# Problem to solve:
Give all the data again exactly.

Entries shown Block Start

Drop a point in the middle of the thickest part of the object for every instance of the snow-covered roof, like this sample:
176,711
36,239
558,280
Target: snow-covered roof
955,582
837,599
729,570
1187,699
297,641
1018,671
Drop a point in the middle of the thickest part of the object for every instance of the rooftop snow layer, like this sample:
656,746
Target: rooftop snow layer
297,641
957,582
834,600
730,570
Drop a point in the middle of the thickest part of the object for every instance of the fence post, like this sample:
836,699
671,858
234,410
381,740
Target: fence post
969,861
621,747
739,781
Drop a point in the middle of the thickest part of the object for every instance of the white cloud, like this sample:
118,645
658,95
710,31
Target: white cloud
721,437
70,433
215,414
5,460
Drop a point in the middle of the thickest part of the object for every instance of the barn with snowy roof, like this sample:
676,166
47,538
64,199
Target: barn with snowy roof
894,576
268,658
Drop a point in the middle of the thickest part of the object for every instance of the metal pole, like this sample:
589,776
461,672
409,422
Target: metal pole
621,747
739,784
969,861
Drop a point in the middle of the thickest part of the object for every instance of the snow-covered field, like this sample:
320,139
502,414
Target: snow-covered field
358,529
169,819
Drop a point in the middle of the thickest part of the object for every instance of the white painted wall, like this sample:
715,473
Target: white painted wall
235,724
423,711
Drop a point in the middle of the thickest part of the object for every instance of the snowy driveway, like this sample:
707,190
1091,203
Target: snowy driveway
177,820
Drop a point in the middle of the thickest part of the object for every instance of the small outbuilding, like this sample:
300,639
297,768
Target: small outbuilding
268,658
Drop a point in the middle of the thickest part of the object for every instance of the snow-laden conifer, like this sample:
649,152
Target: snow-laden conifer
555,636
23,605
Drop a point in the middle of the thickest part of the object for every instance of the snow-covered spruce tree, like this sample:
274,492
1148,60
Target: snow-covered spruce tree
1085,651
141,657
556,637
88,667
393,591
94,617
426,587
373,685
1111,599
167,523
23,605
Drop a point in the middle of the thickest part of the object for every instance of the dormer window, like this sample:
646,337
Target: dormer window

Entries shown Block End

# Expected answer:
Drop a point in the middle of the thickest part of the object for every instance of the snow-covered roof, like this sample:
176,711
36,239
558,280
Target: snow-covered roof
955,582
837,599
729,570
1187,699
297,641
1018,671
Drop a point in the middle of the thickest part of the object for every instance of the rooftop snow layer, like this sample:
656,746
Target: rooftop snow layer
297,641
957,582
834,600
730,570
Drop a point in the middle of the thickest part of the object for every instance of the fence post, like this sample:
836,699
671,858
234,410
381,740
Target: fence post
969,861
621,747
739,781
Drop a point in the middle of the thickest part of the object for every instance of the white cloud, like this sample:
118,645
658,95
710,31
Target: white cloud
721,437
70,433
215,414
5,460
Drop a point in the middle of the thickest part of the object for every instance of the barn with snowy roof, like this sample:
676,166
47,538
64,199
Target: barn with snowy roof
894,576
268,658
Drop a point in the middle of the thickest part of the object for every instance of the metal pole, like this sample:
589,776
461,672
409,422
Target: metal pole
621,747
739,784
969,861
Drop a point in the middle of the thickest part of the object for every instance of the snow-covered field, like this sample:
320,139
502,414
Target: snow-covered field
358,529
169,819
Drop a point in the middle of the thickest part of the object for every instance of the white painted wall, like this sample:
715,473
Target: white painted wall
235,724
423,711
Drop a point in the middle of the thickest part of the object for every instance of the snowy driveway, like this sample:
707,190
1091,203
Target: snowy driveway
177,820
Drop a point in the middle of the thickest part of the object for every instance of the small outbuilding, like this sample:
300,639
297,768
Target: small outbuilding
268,658
Drop a point in the middle of the thickest part of the object for every instance of the snow-laden conifer, like this sample:
649,152
Target: snow-laden conifer
555,636
23,605
Drop a point in the middle of the thickest part of the object for every instance of the snow-covered spruce tree, like this sample:
274,492
1148,60
Target: snow-covered spruce tree
1085,651
141,657
556,637
88,667
393,591
94,617
426,587
373,685
1111,599
167,523
23,605
Drop a point in the middle of the thickest part of the object for every instance of the dormer window, like this sample:
646,337
Target: dormer window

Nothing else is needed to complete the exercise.